━━━━━ Information shown ━━━━━
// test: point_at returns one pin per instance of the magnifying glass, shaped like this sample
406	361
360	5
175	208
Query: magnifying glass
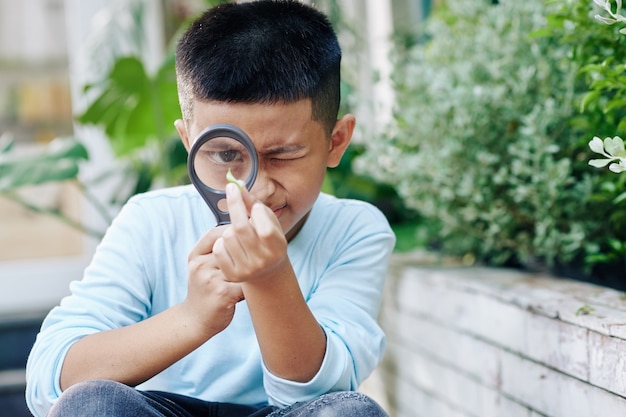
217	150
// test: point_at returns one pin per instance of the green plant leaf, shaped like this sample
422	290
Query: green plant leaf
58	162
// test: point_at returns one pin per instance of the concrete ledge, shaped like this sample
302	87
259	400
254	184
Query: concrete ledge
474	341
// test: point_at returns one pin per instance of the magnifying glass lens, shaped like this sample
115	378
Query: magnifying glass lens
217	156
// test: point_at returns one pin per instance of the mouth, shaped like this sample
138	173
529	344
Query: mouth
278	210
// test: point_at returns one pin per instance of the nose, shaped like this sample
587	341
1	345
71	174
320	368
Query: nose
264	185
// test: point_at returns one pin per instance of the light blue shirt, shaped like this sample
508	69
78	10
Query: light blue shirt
340	257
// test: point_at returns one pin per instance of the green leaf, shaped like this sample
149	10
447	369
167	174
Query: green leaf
59	161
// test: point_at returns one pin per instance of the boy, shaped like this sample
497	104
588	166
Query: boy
274	314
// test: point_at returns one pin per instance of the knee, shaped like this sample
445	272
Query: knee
347	403
86	398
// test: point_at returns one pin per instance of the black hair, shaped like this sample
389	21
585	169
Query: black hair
265	51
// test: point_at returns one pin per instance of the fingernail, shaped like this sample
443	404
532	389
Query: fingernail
230	188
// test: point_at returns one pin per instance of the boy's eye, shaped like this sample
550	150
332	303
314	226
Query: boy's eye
226	157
━━━━━
_Request_: Rewrite the stretch from the line containing "boy, shaped like this sample" through the end of the records, substituting "dark hair" for "black hair" and leaving everything else as it is.

_The output_:
// test: point_at returns one pin per instance of the boy, shaped like this sample
497	104
588	166
Query: boy
274	314
// test: point_at returns one pin per instance of the knee, shaped like this sample
445	272
Query: knee
347	403
86	398
// test: point_at returns one pin per instance of the dark hair, shaped like this sample
389	21
585	169
Query: dark hair
265	51
// test: point_at returns one pin per instance of the fingernail, shaped like this sample
443	404
532	389
Query: fingernail
230	188
// test: point_at returns one pin per instance of the boy's eye, shaped like this sample
550	150
332	303
314	226
Query: boy's eye
226	157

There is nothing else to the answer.